-- TESTO MOSTRATO --
Curiosità e stranezze sulla nostra Siena concentrate nelle Bonnie Pills settimanali: Andiamo a caccia delle lapidi marmoree della Divina Commedia
Il caldo è arrivato prepotente negli scorsi giorni, la stagione estiva bussa alle porte prima della sua ufficialità, e le strade di Siena si riempiono di turisti. Proprio parlando con una coppia emiliana, ho rivelato loro una curiosità che avrebbero potuto scovare per le strade della città, chiedendomi se non fosse il caso di assicurarmi che anche voi la conosciate!
Tutti sappiamo bene che in una delle opere della letteratura italiana più importanti del mondo, Siena non sia mai citata con grande amore. Dante Alighieri non piazzò certo senesi nel suo Paradiso, muovendosi tra Purgatorio e Inferno alla bisogna.
Ma — comunque, di senesi nelle pagine della Divina Commedia ce ne sono diversi. E tutti (spero) conosciamo la lapide dedicata a Pia de’ Tolomei… ma sapevate che non è l’unica? Sono ben otto le lapidi marmoree affisse per le vie e sui palazzi della città a commemorare persone o eventi citati nell’opera dantesca. Vediamo se le avete notate tutte — o se vi toccherà andare a caccia per la città!
Pia de’ Tolomei
Iniziamo proprio da lei, dalla più conosciuta a Siena fra i personaggi del Purgatorio dantesco: Pia.
La nobildonna senese del ‘200, Pia de’ Tolomei, viene incontrata da Dante nell’Antipurgatorio, fra gli spiriti negligenti che hanno incontrato morte violenta e che solo in punto di morte si sono pentiti.
Fatta morire in Maremma, rinchiusa nel Castel di Pietra dal marito Nello affinché egli potesse convolare a nuove nozze dopo non esser riuscito a provare l’adulterio della moglie, Pia nel suo parlare al Poeta gli chiede di aiutarla a raggiungere il Purgatorio pregando per lei.
E son proprio questi i versi riportati nella lapide affissa sulla facciata destra di Palazzo Tolomei, nel Vicolo della Torre: Ricorditi di me, che son la Pia; / Siena mi fé, disfecemi Maremma.

-- DATI MOSTRATI --

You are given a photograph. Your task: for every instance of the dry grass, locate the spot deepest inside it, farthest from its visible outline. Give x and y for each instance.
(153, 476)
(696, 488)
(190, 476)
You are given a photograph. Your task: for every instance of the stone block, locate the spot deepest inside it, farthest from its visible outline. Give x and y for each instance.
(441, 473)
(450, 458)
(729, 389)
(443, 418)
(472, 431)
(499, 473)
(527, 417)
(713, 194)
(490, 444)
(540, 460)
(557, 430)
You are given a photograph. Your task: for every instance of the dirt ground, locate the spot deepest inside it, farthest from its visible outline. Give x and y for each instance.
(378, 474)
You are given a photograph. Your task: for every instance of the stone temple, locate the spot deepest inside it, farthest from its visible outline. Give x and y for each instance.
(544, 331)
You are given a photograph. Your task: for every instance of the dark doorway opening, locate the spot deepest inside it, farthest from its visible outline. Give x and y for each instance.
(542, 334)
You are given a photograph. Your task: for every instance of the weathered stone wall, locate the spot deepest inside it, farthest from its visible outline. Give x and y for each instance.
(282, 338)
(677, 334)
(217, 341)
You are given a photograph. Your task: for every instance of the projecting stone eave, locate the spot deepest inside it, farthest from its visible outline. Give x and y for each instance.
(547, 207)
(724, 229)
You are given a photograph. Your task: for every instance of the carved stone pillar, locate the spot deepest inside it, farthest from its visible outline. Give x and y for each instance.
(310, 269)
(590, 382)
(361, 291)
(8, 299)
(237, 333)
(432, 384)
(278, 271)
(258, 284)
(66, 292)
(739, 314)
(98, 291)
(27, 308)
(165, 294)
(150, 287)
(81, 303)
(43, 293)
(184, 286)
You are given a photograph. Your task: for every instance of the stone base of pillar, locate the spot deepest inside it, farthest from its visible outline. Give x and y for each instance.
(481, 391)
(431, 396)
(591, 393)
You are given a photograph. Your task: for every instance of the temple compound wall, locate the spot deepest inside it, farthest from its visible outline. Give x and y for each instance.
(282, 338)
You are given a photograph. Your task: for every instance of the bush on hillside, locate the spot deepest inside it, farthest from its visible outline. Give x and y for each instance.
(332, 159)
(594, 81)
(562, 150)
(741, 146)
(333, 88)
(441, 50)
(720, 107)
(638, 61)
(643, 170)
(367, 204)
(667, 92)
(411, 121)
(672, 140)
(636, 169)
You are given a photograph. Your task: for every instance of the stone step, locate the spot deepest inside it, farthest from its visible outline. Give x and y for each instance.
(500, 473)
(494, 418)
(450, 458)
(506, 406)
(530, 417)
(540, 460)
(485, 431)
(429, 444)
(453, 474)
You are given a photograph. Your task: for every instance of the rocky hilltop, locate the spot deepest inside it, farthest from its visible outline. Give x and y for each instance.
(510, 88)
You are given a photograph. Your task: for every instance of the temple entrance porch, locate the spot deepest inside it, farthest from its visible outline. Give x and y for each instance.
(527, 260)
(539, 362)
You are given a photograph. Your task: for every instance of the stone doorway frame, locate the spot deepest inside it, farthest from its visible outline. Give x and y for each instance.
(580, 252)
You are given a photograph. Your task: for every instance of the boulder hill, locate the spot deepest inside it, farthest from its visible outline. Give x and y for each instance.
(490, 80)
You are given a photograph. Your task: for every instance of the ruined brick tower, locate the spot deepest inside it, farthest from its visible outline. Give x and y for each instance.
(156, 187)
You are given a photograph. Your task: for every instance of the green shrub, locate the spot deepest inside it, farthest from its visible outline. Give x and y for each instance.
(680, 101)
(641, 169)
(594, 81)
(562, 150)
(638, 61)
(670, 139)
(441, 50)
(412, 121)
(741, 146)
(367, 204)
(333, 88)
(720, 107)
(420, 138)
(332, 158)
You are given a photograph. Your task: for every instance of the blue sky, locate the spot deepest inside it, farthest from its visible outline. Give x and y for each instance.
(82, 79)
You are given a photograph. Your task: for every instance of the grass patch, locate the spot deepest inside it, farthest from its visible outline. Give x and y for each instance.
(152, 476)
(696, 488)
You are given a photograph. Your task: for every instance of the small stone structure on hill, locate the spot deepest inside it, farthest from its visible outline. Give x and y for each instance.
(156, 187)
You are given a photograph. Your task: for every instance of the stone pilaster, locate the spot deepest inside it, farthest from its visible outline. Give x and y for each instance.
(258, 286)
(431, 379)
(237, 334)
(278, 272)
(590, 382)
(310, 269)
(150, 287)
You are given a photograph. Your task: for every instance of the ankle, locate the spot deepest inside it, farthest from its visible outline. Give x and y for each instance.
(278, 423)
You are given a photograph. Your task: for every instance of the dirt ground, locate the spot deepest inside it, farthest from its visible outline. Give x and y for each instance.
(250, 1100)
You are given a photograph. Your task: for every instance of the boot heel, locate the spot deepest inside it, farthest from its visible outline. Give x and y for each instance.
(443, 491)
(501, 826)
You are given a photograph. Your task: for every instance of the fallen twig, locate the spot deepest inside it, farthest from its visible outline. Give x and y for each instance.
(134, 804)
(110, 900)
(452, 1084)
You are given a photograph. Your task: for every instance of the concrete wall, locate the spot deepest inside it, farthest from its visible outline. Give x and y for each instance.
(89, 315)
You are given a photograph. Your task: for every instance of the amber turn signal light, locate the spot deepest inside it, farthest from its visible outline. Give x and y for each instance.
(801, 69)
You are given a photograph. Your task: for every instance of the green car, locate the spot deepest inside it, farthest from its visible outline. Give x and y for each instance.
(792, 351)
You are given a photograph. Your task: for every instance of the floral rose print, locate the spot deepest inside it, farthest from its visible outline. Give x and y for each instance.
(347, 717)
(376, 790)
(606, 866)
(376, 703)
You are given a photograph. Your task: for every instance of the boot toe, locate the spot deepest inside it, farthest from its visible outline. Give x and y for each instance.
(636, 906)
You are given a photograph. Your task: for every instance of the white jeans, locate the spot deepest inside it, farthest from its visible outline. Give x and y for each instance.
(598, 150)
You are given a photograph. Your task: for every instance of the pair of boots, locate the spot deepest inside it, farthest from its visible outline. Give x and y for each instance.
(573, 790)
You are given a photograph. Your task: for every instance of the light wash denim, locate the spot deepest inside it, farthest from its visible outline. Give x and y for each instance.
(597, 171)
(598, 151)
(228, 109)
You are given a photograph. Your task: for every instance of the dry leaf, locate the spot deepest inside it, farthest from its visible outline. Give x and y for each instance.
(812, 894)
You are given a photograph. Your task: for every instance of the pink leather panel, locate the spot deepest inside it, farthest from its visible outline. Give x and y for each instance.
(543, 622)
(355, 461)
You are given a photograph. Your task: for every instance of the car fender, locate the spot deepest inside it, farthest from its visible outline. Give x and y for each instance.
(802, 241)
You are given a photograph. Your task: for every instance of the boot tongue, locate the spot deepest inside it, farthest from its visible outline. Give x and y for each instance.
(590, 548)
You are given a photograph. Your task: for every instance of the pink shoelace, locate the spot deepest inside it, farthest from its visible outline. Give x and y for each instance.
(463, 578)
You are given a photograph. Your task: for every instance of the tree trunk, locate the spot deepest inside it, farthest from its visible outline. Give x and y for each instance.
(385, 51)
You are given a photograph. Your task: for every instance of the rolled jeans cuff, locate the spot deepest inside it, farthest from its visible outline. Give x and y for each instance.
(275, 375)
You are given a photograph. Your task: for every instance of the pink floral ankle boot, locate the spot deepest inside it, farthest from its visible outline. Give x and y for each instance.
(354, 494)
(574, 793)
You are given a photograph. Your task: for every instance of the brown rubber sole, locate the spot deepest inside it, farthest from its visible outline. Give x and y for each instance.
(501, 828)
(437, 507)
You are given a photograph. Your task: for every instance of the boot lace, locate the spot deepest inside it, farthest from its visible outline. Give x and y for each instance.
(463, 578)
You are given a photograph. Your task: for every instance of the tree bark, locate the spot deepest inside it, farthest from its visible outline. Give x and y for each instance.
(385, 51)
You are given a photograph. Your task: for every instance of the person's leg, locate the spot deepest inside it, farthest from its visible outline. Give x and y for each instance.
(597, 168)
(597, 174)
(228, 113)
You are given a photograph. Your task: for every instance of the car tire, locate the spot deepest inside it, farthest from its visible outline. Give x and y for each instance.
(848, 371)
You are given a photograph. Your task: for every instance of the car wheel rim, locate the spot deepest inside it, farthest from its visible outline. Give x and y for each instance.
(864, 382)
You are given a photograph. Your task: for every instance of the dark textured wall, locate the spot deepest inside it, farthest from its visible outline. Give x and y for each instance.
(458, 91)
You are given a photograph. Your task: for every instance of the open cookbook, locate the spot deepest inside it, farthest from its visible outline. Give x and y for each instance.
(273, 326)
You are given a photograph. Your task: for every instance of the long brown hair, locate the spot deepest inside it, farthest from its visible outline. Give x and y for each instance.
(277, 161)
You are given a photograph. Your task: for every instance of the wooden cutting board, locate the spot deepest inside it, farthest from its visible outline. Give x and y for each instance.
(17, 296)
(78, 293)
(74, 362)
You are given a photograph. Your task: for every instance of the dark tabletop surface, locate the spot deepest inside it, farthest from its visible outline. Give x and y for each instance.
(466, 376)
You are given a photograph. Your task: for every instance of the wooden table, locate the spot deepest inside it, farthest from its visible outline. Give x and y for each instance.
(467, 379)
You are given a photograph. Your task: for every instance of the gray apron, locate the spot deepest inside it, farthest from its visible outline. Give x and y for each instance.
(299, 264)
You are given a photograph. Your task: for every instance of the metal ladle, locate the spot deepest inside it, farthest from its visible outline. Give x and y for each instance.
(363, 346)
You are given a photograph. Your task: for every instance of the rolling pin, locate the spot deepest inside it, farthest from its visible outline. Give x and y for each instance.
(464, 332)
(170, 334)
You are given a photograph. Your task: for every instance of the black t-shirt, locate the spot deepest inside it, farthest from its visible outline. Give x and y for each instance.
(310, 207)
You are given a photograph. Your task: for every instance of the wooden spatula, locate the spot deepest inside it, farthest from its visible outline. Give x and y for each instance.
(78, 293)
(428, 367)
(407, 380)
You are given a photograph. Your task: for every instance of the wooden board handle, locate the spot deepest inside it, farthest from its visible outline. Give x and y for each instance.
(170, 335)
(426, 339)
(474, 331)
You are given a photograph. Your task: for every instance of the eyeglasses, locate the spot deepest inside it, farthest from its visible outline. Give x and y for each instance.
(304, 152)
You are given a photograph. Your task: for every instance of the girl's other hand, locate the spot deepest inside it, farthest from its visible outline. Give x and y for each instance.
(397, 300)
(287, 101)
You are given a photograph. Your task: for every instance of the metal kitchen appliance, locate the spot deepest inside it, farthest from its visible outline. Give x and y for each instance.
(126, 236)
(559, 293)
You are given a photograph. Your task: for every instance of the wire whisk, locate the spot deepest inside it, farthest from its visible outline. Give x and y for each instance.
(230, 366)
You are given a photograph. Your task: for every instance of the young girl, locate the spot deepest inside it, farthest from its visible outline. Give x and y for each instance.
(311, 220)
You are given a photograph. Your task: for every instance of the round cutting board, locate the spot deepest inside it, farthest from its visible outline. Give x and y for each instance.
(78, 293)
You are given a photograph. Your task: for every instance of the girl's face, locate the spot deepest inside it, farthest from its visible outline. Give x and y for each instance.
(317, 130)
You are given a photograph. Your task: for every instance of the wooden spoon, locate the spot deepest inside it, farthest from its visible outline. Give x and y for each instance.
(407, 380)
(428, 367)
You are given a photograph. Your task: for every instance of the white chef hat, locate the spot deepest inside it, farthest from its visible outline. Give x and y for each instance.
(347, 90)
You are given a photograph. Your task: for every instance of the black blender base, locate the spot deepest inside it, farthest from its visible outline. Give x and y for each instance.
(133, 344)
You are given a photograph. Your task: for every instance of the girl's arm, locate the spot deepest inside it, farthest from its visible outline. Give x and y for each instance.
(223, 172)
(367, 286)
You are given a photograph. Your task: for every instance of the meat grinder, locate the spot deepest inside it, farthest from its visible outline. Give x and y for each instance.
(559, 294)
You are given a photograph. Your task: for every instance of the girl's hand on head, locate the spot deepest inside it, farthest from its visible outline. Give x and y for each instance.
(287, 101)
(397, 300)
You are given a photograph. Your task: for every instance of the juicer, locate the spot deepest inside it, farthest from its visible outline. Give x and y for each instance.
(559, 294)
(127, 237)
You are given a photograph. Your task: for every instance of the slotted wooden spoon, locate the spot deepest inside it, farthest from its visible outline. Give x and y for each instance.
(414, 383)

-- ESERCIZI --
1. Filtra le voci e copia ogni riga in cui compare la parola "dark".
2. Prosegui il testo sulle lapidi della Divina Commedia a Siena, partendo dopo la sua ultima frase.

-- RISPOSTE FINALI --
1.
You are given a photograph. Your task: for every instance of the dark doorway opening, locate the spot deepest inside it, farthest from its visible outline. Give x and y for each instance.
You are given a photograph. Your task: for every instance of the dark textured wall, locate the spot deepest inside it, farthest from its visible outline. Give x and y for each instance.
You are given a photograph. Your task: for every instance of the dark tabletop surface, locate the spot deepest inside it, farthest from its visible outline. Give x and y for each instance.

2.
Provenzan Salvani
Sono ben due le lapidi marmoree che ricordano il condottiero senese che nella Battaglia di Montaperti aveva guidato i propri concittadini verso la vittoria contro la guelfa Firenze. Il capo della fazione ghibellina senese, Provenzan Salvani, fu podestà di Montepulciano e arrivò a definirsi persino “signore” di Siena, tanto il potere ottenuto nelle proprie mani.
E datosi che proprio la Giraffa era rione di famiglia, è in Via del Moro che si trova la prima lapide a lui dedicata: Quegli è, rispose, Provenzan Salvani / ed è qui perché fu presuntuoso / a recar Siena tutta alle sue mani.

E a dieci versetti di distanza, invece, la spiegazione del come fosse riuscito Provenzan Salvani a guadagnarsi un posto fra i Superbi del Purgatorio anziché attendere come Pia fra gli spiriti negligenti.
Liberamente nel Campo di Siena, / ogni vergogna deposta, s’affisse… Ovvero il racconto di quella volta in cui, Provenzan Salvani, scese in Piazza del Campo a chiedere l’elemosina per raggiungere i 10mila fiorini d’oro che gli avrebbero permesso di pagare la taglia sulla testa dell’amico Bartolomeo Seracini, catturato da Carlo d’Angiò nella Battaglia di Tagliacozzo.
Per questo dunque, per la commemorazione di quel momento di umiliazione volontaria, la lapide che ne cita i versi si trova affissa all’imbocco del Casato di Sotto, in Piazza del Campo.

Sapia Salvani
Da un Salvani a una Salvani, e per essere ancor più specifici: dal condottiero ghibellino che aveva vinto a Montaperti, alla zia guelfa dello stesso, che delle future sconfitte del nipote e dell’intera sua città fu lieta.
Invidiosa a tal punto dei propri concittadini ghibellini, Sapia Salvani si rallegrò non solo per la sconfitta della propria città, ma addirittura per il massacro dei senesi durante la Battaglia di Colle Val d’Elsa dove morì proprio suo nipote.
E sono queste, infatti, le parole che si possono leggere sulla lapide affissa all’imbocco di Vallerozzi: Savia non fui, avvegna che Sapìa / fossi chiamata, e fui de li altrui danni / più lieta assai che di ventura mia.

Ma, come per il nipote, anche per Sapia non si parla di una sola lapide marmorea ma di ben due. E se Provenzan Salvani si umiliò in pubblica piazza per cercare di salvare un amico, così sua zia venne salvata dall’Antipurgatorio da colui che dette il nome alla via dove la seconda lapide è affissa.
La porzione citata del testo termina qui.